* BEGIN TEXT EXTRACT *

The phenomenon of informal combatants – à la Spanish Civil War where approximately 1,500 Canadians and thousands more Britons went – appears to have a “romantic” tone in the minds of some nations and perhaps especially in Western countries (ostensibly the liberal democracies), and one should be overwhelmingly concerned for the legality and the impacts on human rights, claims against the state, and even the child soldier phenomena.
Who’s Apin’ Who?
Canada’s Foreign Minister Mélanie Joly, under the country’s ruling Liberal Party, stated that Canadians’ choices to go to Ukraine to fight against Russian forces as foreign fighters were “individual decisions.” She further remarked, “[w]e understand that people of Ukrainian descent want to support their fellow Ukrainians and also that there is a desire to defend the motherland and in that sense it is their own individual decision …. Let me be clear: we are all very supportive of any form of support to Ukrainians right now.” Canada’s Defence Minister, Anita Anand, championed the call by stating that, “all foreigners willing to defend Ukraine and world order” to make contact with Ukraine’s foreign diplomatic missions. The United Kingdom’s Foreign Secretary, Liz Truss, is similarly supportive of UK nationals going off to fight in Ukraine, commenting that people need to make their own decisions regarding the fight “for democracy.” President Volodymyr Zelensky has increasingly framed Putin’s invasion of Ukraine as a fight for the defense and security of Europe, not for Ukraine exclusively, noting: “If we fall, you will fall.”
Informal Combatants: Wither Law?
While few should be surprised by Putin’s illegal and reprehensible aggression and military offensive in Ukraine, Western states’ acquiescence in the, colloquially foreign fighter phenomenon, and the creation of foreign legions contravenes established positions and laws on the matter. The West’s departure from its laws on its citizens participation in foreign wars (for the United Kingdom, the Foreign Enlistment Act 1870), constitutes a crisis-in-the-making. Although we have yet to observe the true scope of this emerging though not-so-embryonic crisis manufactured by states that are either fully compliant with citizens going abroad to fight and those that are awkwardly silent or attempting to evade the formulation of an official position – notably here, the United States, United Kingdom, and Canada – through their forceful ignorance and hypocrisy, their present positions support these events. In so doing, they place their own citizens who fight abroad in dangerous positions that may result in legal repercussions, at the very least.

* END TEXT EXTRACT *
* BEGIN STORED DATA *

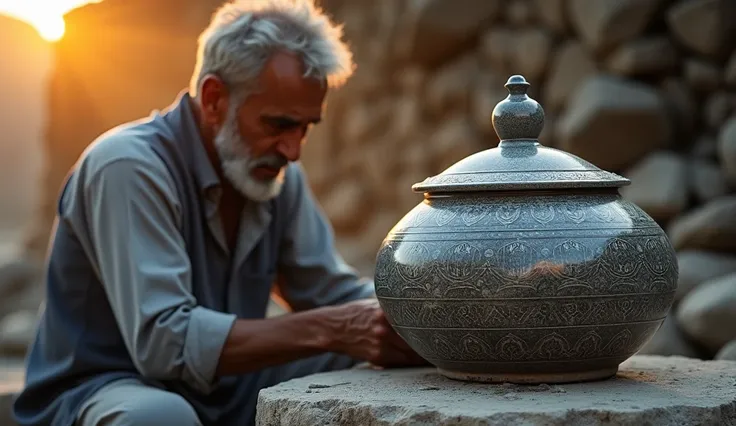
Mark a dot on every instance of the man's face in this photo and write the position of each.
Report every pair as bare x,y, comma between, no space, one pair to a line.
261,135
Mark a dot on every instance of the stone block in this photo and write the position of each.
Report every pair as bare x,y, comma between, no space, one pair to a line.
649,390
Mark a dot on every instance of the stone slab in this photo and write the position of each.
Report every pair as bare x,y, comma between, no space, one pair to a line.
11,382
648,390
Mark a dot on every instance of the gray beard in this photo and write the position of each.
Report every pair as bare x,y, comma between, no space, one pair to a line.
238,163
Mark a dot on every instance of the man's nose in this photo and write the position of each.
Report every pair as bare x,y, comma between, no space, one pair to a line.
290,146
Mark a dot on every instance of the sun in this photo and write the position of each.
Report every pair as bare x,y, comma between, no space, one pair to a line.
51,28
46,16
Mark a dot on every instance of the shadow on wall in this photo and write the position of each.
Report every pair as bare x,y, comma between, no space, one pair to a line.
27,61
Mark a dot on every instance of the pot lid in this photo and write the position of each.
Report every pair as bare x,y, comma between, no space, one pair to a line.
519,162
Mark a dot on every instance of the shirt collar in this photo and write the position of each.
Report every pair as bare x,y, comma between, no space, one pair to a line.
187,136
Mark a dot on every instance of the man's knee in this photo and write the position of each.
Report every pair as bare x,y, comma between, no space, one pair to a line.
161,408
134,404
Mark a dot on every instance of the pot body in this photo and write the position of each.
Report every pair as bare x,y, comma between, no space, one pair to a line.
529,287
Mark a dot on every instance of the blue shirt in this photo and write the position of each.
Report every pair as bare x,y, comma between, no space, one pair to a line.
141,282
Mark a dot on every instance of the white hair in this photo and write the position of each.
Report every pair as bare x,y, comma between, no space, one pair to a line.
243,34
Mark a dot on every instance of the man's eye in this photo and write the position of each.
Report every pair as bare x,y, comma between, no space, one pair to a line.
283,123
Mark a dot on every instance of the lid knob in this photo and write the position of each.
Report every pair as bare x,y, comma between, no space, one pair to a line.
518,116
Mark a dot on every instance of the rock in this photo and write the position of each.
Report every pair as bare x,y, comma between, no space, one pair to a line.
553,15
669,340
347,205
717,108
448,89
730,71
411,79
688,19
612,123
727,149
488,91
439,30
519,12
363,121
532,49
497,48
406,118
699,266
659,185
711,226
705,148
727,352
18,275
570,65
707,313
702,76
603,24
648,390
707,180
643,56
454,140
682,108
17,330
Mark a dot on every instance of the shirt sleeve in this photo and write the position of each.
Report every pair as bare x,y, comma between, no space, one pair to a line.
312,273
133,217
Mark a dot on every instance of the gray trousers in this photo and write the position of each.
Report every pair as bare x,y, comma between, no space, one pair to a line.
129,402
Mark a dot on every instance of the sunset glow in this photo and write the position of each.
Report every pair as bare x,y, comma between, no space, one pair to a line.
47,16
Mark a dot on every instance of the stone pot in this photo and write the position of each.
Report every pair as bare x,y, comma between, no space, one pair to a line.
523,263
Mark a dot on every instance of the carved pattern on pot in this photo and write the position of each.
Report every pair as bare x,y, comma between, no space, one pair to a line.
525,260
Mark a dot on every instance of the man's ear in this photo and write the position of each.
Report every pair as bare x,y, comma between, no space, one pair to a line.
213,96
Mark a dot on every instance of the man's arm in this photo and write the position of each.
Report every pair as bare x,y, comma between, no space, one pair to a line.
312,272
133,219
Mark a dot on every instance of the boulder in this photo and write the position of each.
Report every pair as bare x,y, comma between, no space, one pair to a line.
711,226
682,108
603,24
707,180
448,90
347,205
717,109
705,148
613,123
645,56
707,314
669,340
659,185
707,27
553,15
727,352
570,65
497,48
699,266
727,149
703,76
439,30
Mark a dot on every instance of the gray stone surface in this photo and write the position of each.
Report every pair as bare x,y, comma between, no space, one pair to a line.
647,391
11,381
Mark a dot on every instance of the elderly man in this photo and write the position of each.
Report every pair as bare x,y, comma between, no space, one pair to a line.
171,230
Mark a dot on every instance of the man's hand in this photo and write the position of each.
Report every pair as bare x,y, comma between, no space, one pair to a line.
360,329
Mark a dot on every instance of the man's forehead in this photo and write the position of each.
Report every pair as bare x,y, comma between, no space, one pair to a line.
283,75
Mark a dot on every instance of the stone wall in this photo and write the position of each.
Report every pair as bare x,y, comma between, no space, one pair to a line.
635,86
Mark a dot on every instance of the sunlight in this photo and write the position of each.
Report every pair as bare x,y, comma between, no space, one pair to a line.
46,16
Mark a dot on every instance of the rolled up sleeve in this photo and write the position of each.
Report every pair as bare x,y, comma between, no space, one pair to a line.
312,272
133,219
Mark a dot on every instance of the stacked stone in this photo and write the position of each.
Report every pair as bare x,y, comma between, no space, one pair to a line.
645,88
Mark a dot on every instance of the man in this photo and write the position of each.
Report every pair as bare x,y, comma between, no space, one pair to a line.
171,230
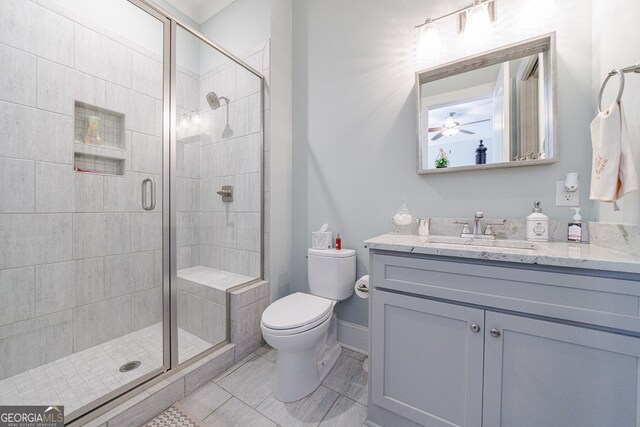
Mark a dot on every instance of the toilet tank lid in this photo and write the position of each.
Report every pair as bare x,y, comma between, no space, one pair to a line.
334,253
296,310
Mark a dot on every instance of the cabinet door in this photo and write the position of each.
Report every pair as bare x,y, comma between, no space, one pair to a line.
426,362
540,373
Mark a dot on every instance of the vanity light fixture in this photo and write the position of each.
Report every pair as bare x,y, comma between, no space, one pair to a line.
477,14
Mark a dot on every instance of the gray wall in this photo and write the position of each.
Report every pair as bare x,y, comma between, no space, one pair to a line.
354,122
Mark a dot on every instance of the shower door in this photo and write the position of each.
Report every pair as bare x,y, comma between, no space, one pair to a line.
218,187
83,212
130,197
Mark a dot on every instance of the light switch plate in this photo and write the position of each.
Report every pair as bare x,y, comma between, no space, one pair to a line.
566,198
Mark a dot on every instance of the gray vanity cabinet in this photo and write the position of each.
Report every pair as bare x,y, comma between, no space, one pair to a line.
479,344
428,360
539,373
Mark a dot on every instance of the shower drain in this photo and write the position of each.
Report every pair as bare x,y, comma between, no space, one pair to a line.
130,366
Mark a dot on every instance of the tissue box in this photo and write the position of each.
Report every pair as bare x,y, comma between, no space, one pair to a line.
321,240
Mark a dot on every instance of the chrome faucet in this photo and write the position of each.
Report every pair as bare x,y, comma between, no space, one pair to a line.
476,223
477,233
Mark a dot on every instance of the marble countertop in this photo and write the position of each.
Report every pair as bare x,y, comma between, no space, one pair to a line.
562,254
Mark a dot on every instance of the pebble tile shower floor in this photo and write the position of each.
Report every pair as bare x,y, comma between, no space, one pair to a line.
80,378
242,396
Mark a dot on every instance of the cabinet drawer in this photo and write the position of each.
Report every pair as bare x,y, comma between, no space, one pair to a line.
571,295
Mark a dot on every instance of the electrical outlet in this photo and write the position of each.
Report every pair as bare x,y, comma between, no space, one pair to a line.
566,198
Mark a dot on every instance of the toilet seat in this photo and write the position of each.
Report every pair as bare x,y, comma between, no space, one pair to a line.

* END STORED DATA *

## [PARTS OF THE EXERCISE]
1. In the article on foreign fighters in Ukraine, which law is named as the United Kingdom's law on its citizens' participation in foreign wars?
2. Retype the passage of the article on foreign fighters in Ukraine from "The phenomenon of" to "child soldier phenomena.".
3. Write the next part of the article on foreign fighters in Ukraine, picking up after its final sentence.

## [ANSWERS FOR THE EXERCISE]
1. The Foreign Enlistment Act 1870.

2.
The phenomenon of informal combatants – à la Spanish Civil War where approximately 1,500 Canadians and thousands more Britons went – appears to have a “romantic” tone in the minds of some nations and perhaps especially in Western countries (ostensibly the liberal democracies), and one should be overwhelmingly concerned for the legality and the impacts on human rights, claims against the state, and even the child soldier phenomena.

3.
Canada’s encouragement of foreign fighters from Canada, which resides somewhere in the hundreds, supports the establishment of a dangerous precedent suffused with risk that will further damage Canada’s tarnished reputation as a self-professed liberal democracy. It champions the idea for citizens of other states that the circumvention of national laws and potential violation of state sovereignty through foreign interference in lieu of formal declarations or intervention and war, is not only acceptable, but also the right thing to do. The escalating conflict in Ukraine can now be conveniently used, as we are presently witnessing, to redefine foreign policies and in ways that Western states have typically criticized others for doing. Rather than seeing the war in Ukraine as a unifying imperative, the rapid unfolding of events tows a number of key elements to light: unilateralism under the guise of multilateralism and unity, grey-zone or unofficial, noncommittal style decision-making, obscure objectives and intentions, and the use of paramilitary forces as a principal adjunct to their own state interests and (military) capabilities.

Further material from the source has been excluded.